Give all the entries below as a JSON list of strings, with one string for each line and blank lines left out.

DATASET CONTENT:

--------------------------------------------------

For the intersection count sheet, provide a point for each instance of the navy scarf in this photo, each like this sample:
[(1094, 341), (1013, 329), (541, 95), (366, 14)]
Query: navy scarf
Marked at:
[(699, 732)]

--------------------------------------------------

OUTPUT:
[
  "For the intersection count sheet, provide a point for each instance of the navy scarf in this photo, each like this sample:",
  "[(1094, 341), (1013, 329), (541, 95), (366, 14)]",
  "Query: navy scarf",
  "Marked at:",
  "[(699, 732)]"
]